Every line of the material below should be repeated exactly.
===== Provided records
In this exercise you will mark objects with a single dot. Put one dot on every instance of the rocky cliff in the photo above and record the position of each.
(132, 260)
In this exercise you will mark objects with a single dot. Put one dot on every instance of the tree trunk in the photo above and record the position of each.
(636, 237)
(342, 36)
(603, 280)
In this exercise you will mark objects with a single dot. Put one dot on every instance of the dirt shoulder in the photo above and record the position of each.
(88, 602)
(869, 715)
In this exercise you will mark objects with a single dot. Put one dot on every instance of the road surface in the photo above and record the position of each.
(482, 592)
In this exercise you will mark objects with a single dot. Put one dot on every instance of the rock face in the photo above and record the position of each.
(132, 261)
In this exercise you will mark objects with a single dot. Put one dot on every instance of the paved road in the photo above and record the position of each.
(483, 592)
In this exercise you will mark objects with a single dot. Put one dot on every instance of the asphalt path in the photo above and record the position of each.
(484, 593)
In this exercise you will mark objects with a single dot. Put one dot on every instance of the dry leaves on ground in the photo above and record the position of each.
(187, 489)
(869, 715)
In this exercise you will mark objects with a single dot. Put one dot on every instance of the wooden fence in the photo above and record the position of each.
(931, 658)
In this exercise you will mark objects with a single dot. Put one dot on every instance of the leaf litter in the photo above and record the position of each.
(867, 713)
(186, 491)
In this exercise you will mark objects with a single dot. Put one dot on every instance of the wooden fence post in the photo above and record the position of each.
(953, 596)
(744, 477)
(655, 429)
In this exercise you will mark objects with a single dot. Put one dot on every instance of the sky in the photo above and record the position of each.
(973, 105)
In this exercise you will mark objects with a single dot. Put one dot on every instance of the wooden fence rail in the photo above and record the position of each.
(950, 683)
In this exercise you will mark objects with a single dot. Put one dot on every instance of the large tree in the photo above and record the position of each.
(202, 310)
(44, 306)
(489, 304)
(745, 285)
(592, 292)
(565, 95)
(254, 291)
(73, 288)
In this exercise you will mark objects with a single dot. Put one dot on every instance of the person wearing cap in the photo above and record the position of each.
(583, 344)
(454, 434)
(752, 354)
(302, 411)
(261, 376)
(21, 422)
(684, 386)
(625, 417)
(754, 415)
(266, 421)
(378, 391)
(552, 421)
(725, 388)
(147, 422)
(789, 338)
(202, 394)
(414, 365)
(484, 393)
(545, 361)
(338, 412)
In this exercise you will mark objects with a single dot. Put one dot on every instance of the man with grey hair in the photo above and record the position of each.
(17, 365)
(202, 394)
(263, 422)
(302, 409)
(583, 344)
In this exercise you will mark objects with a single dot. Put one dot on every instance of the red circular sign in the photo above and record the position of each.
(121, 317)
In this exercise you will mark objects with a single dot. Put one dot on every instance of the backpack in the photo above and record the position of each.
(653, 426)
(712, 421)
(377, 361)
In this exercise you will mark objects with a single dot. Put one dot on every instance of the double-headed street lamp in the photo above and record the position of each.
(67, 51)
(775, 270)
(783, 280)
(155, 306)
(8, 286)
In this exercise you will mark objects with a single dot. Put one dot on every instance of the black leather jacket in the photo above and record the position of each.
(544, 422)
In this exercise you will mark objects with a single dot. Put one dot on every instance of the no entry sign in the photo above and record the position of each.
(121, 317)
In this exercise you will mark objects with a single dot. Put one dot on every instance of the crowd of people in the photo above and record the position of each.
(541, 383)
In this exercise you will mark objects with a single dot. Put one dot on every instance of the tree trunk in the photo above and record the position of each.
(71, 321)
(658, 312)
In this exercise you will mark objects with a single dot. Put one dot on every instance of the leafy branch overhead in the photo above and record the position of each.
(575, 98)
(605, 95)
==========
Completed task:
In this exercise you will mark objects with a single dot. Put one dot on every instance of the rocky cliff in the photo above and record the position of each.
(132, 260)
In this exercise you will mark objects with a single dot. Put one dot on every instance of the tree trunk in the photo above and record the position of each.
(636, 237)
(342, 36)
(603, 280)
In this exercise you will mark objects with a single dot. Put one dot on every instance of the dirt shoulder in the photo above and record the position of each.
(88, 602)
(869, 715)
In this exercise you will mark objects with a single dot. Put one dot on every instance of the road surface in the photo above and record the position of each.
(482, 592)
In this exercise you will mark objects with a single dot. Put one dot on every instance of the rock face in the photo above and record the position of each.
(132, 261)
In this exercise you will mark objects with a single dot. Put one dot on every instance of the paved road in the photo above and record the position of each.
(483, 592)
In this exercise you will mark objects with a single dot. Put one dot on every instance of the asphalt path in the photo above and record the position of each.
(484, 593)
In this exercise you will mark objects with a single dot. Put one dot on every instance of the dry leaves on ground in the photo above and record the position of each.
(187, 489)
(869, 715)
In this exercise you will mark objects with a single dot. Put one dot on every instance of the wooden fence in the photo above and record the position of each.
(931, 658)
In this exercise you will mark objects with a single dot. Put one dot on every instance of the leaf litter in the photo above and record the position of each.
(867, 713)
(186, 491)
In this exercise you will mark objects with a single dot. Put one dot on every instance of the wooden fence post in the photo above and record the position of each.
(953, 596)
(744, 477)
(655, 429)
In this exercise you will mark objects with a single dot. Put one dot on every instance of the sky in the photo above and record the position of each.
(973, 105)
In this exercise you will mark objects with a single dot. Put one dot on every instance of the wooden fence rail in the photo above and record the position of each.
(950, 683)
In this exercise you will mark objects with a single dot. Put one dot on every instance of the large tree in the photo above and record the position of each.
(202, 310)
(44, 306)
(489, 304)
(745, 285)
(592, 292)
(565, 95)
(254, 291)
(73, 288)
In this exercise you will mark objects with a single dot. Put one dot on every instance of the person wearing cap in the photo above and record the position of each.
(583, 344)
(454, 434)
(752, 354)
(302, 411)
(261, 376)
(21, 422)
(684, 386)
(625, 417)
(754, 415)
(266, 421)
(378, 391)
(552, 421)
(725, 388)
(147, 422)
(789, 338)
(202, 394)
(414, 365)
(484, 393)
(545, 361)
(338, 412)
In this exercise you will mark objects with a single dot. Put one dot on every instance of the man with grey hair in the photo above and record the position of each.
(17, 365)
(202, 394)
(263, 422)
(302, 409)
(583, 344)
In this exercise you will mark objects with a single dot. Put one dot on every instance of the red circular sign in the photo above and record the position of each.
(121, 317)
In this exercise you will mark objects with a single dot. Put one dot on every instance of the backpack in the photo above and record the position of each.
(653, 426)
(712, 421)
(377, 361)
In this exercise you will mark objects with a single dot. Put one dot on every instance of the double-headed street lamp in the photo above and record the position of each.
(67, 51)
(775, 270)
(783, 280)
(155, 306)
(8, 286)
In this exercise you will mark objects with a single dot. Put one dot on every instance of the black leather jacket in the photo above and record the position of each.
(544, 422)
In this exercise you will mark objects with a single dot. Put one dot on every instance of the no entry sign in the photo above and record the position of each.
(121, 317)
In this exercise you will mark objects with a single dot. Put one dot on every instance of the crowd of people in the photo above and record the position of each.
(541, 383)
In this exercise you will mark objects with a single dot. Put one dot on every instance of the tree trunk in the photo above and record the position of each.
(71, 321)
(658, 312)
In this exercise you will mark objects with a single dot. Put one dot on every instance of the leafy branch overhead in the photo above and record the position of each.
(575, 98)
(605, 95)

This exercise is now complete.